= Candidates of the 1977 Queensland state election =

State election

The 1977 Queensland state election was held on 12 November 1977.

==Retiring Members==
- Note: Clayfield Liberal MLA Ivan Brown and Greenslopes Liberal MLA Keith Hooper had both died prior to the election; no by-elections were held.

===Labor===
- Harry Dean MLA (Sandgate)
- Evan Marginson MLA (Wolston)
- Jack Melloy MLA (Nudgee)

===National===
- David Cory MLA (Warwick)

===Liberal===
- Geoff Chinchen MLA (Mount Gravatt)
- Arthur Crawford MLA (Wavell)
- Harold Lowes MLA (Brisbane)

==Candidates==
Sitting members at the time of the election are shown in bold text.

TASKS FOR THIS EXERCISE ::
1 – Rewrite the paragraph beginning "Note: Clayfield Liberal MLA" from the text on the 1977 Queensland election candidates as a short list, keeping its main facts.
2 – Reproduce the text on the 1977 Queensland election candidates word for word from "- Jack Melloy" to "Lowes MLA (Brisbane)".
These records come from a different source than the text.

(Spatial localization data)
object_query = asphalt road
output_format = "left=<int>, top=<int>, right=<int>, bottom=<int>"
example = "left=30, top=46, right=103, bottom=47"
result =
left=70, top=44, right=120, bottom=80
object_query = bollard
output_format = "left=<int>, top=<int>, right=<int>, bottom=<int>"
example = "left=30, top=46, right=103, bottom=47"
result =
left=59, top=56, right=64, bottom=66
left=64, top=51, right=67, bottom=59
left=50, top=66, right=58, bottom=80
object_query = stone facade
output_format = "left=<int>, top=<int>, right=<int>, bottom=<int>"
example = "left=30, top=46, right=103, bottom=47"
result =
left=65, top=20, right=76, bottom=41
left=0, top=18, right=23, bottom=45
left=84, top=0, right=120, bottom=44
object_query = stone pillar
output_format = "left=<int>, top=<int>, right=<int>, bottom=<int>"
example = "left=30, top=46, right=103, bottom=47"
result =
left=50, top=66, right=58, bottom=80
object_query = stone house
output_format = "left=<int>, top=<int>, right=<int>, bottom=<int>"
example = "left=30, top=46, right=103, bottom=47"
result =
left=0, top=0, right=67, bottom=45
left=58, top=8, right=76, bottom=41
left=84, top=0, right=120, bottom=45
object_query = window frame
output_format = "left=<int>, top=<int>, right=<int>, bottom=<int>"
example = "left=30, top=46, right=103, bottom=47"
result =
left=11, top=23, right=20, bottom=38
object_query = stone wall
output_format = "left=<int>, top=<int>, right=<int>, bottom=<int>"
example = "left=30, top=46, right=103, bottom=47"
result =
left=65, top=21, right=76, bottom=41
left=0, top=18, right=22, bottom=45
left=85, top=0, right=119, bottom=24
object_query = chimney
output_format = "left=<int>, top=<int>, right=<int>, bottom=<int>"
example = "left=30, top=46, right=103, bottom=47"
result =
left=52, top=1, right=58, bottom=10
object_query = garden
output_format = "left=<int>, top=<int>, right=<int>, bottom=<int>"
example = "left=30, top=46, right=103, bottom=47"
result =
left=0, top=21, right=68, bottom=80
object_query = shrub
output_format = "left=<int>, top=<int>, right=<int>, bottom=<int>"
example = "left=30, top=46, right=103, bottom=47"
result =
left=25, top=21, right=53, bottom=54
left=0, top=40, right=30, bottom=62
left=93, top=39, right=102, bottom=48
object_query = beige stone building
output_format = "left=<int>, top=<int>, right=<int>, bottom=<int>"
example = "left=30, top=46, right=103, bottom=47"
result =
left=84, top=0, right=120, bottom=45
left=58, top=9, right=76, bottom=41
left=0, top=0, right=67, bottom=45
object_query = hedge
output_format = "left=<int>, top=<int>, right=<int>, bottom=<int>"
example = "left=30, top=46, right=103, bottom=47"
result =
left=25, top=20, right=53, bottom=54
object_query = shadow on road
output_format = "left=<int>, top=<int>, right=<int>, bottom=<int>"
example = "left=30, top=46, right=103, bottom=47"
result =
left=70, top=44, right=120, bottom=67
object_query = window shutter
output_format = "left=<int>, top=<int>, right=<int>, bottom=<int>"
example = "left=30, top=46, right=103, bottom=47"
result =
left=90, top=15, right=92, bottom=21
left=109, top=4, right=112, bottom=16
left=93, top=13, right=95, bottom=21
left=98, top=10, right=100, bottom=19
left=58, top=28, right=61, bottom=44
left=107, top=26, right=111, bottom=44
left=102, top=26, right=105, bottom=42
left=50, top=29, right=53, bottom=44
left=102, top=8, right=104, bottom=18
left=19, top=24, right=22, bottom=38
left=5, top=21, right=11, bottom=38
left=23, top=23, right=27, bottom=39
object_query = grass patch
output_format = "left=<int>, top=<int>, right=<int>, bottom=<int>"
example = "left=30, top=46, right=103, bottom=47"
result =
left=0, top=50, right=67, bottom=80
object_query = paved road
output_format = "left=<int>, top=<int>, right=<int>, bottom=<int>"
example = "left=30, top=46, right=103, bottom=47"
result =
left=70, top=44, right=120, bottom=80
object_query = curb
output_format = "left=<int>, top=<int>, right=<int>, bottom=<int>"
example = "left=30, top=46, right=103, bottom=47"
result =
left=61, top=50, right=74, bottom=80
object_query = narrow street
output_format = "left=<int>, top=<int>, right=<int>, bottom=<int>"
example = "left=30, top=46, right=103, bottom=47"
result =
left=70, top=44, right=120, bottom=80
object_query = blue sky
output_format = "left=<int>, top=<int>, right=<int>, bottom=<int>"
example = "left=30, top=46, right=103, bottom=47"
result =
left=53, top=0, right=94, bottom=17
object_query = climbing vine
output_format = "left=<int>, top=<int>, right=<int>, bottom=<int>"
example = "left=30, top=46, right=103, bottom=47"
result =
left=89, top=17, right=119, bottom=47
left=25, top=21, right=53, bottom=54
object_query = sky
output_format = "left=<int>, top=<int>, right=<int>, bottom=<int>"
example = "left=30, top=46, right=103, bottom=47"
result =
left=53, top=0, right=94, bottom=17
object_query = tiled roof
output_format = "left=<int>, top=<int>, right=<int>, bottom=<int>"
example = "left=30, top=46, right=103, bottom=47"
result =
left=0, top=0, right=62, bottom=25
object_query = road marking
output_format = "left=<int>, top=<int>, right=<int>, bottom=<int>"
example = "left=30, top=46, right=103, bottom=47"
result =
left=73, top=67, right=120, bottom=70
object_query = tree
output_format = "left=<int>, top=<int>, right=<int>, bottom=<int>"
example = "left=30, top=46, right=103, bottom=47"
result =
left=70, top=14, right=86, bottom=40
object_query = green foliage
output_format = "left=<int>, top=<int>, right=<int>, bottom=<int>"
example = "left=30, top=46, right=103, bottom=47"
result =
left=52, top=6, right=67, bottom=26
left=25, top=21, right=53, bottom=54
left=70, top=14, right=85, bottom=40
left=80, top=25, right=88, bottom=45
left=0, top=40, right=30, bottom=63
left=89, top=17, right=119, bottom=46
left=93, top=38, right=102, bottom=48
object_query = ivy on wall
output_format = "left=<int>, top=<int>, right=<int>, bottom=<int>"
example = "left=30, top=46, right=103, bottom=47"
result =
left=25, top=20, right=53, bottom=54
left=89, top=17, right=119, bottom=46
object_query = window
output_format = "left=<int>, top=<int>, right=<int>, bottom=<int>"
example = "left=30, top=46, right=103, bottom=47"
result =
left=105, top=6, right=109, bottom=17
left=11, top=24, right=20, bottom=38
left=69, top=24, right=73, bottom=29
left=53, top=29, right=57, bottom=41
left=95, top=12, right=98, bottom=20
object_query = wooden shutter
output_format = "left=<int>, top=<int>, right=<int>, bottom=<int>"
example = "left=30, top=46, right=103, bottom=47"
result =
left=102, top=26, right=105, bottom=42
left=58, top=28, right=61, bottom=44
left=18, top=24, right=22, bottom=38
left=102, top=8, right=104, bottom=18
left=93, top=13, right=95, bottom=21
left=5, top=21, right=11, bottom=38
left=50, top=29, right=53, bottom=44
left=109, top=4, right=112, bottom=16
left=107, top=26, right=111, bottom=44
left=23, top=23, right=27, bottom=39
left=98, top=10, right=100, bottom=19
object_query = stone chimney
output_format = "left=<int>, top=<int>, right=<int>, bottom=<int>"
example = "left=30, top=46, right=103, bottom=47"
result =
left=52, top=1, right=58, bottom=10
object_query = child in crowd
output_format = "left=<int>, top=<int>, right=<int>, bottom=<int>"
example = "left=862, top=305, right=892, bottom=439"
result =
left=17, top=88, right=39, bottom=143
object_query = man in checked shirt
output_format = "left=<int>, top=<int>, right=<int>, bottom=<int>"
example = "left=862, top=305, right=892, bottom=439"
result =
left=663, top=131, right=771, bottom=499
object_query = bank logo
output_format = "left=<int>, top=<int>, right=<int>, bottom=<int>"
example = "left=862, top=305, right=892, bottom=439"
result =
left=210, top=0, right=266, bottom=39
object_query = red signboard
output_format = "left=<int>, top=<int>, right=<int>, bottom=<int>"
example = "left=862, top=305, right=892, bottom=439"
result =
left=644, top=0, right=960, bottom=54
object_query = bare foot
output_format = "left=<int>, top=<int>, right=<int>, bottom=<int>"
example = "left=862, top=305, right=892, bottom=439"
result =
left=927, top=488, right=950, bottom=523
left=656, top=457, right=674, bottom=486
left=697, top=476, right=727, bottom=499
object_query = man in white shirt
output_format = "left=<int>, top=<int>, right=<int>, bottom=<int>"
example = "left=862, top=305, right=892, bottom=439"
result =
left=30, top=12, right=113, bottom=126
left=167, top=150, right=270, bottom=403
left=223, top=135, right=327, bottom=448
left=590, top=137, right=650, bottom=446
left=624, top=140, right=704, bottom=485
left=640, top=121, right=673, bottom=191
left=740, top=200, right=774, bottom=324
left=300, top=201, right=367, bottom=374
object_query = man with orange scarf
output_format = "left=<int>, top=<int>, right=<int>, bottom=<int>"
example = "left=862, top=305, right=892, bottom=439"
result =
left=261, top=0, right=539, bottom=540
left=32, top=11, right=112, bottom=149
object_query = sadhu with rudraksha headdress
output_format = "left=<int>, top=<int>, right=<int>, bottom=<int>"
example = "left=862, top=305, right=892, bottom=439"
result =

EXERCISE ANSWERS ::
1 –
- Ivan Brown, Liberal MLA for Clayfield, died before the election.
- Keith Hooper, Liberal MLA for Greenslopes, died before the election.
- No by-elections were held for either seat.

2 –
- Jack Melloy MLA (Nudgee)

===National===
- David Cory MLA (Warwick)

===Liberal===
- Geoff Chinchen MLA (Mount Gravatt)
- Arthur Crawford MLA (Wavell)
- Harold Lowes MLA (Brisbane)